*Stated task*
Print verbatim the lines of the entries from the one containing "front tire above? Mark it with a dot." to the last, inclusive, and no others.

*Records provided*
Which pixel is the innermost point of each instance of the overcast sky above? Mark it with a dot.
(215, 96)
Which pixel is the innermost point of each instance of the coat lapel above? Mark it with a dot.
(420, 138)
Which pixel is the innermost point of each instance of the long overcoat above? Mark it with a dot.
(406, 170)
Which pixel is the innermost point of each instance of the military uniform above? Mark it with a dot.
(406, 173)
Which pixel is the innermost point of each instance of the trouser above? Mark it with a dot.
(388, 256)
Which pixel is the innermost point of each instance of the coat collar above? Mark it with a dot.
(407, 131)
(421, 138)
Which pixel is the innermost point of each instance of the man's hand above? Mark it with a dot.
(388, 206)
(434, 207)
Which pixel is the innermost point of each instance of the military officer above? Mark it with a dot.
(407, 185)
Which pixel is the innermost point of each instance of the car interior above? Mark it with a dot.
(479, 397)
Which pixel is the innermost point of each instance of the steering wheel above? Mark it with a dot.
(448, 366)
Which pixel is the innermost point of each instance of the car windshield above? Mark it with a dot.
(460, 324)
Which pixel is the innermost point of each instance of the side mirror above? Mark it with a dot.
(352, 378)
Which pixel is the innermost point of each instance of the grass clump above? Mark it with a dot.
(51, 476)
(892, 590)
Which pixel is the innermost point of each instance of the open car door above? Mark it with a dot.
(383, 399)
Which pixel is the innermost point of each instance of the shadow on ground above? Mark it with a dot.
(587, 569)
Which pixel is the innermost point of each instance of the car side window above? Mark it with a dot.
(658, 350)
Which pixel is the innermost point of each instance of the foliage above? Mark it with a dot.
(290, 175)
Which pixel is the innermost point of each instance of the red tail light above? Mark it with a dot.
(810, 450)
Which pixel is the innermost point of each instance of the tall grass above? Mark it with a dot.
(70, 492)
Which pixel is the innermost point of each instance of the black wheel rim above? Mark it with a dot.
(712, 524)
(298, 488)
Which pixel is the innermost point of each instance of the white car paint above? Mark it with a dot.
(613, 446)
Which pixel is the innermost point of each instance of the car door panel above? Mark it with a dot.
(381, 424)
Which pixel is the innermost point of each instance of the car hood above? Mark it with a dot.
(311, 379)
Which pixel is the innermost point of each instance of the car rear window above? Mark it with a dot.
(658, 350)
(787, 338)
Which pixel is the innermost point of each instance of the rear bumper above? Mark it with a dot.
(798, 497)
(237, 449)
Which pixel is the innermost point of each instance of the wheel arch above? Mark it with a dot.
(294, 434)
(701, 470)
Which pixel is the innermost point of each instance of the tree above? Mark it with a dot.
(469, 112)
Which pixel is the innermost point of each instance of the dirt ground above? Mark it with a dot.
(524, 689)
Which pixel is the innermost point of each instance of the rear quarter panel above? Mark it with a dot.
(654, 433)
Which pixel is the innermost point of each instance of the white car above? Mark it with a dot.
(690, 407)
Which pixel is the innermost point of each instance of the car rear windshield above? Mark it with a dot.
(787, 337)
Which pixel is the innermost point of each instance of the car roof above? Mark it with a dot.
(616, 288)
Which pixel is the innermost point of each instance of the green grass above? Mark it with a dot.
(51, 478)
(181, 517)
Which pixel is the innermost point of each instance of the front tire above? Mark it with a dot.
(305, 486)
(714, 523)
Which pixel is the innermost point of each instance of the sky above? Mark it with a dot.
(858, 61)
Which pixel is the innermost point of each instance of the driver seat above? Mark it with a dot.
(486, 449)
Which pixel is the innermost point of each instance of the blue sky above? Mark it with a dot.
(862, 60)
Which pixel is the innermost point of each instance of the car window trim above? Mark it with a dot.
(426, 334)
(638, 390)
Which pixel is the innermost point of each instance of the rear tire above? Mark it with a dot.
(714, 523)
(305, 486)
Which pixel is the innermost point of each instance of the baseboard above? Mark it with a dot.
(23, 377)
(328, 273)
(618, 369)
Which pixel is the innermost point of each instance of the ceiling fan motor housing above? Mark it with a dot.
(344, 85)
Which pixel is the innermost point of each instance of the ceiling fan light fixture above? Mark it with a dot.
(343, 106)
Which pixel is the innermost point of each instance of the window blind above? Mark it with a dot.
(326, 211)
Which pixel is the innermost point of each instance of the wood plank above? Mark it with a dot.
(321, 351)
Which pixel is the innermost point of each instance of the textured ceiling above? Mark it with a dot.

*Response below*
Which pixel is the innermost point of each instance of the front tire above? Mark it with a dot.
(305, 486)
(714, 523)
Which pixel is the innermost point of each instance of the sky above? Mark it with a dot.
(858, 61)
Which pixel is the innermost point of each instance of the driver seat above? Mark it with a dot.
(486, 449)
Which pixel is the innermost point of each instance of the blue sky above? Mark it with a dot.
(862, 60)
Which pixel is the innermost point of each instance of the car window trim above? Mark it with a dot.
(426, 334)
(638, 390)
Which pixel is the innermost point of each instance of the rear tire above? Mark it with a dot.
(714, 523)
(305, 486)
Which pixel is the innermost point of each instance of the baseboard above? Mark it with a dot.
(23, 377)
(328, 273)
(618, 369)
Which pixel is the innermost point of each instance of the ceiling fan motor housing above? Mark it with a dot.
(344, 85)
Which pixel is the innermost point of each instance of the ceiling fan light fixture above? Mark it with a dot.
(343, 106)
Which pixel is the innermost point of each instance of the window blind above? Mark it with a dot.
(326, 211)
Which pixel is the innermost point of each instance of the wood plank above? Mark it with a dot.
(321, 351)
Which pixel is the innermost point of each instance of the textured ceiling above? Mark it with a dot.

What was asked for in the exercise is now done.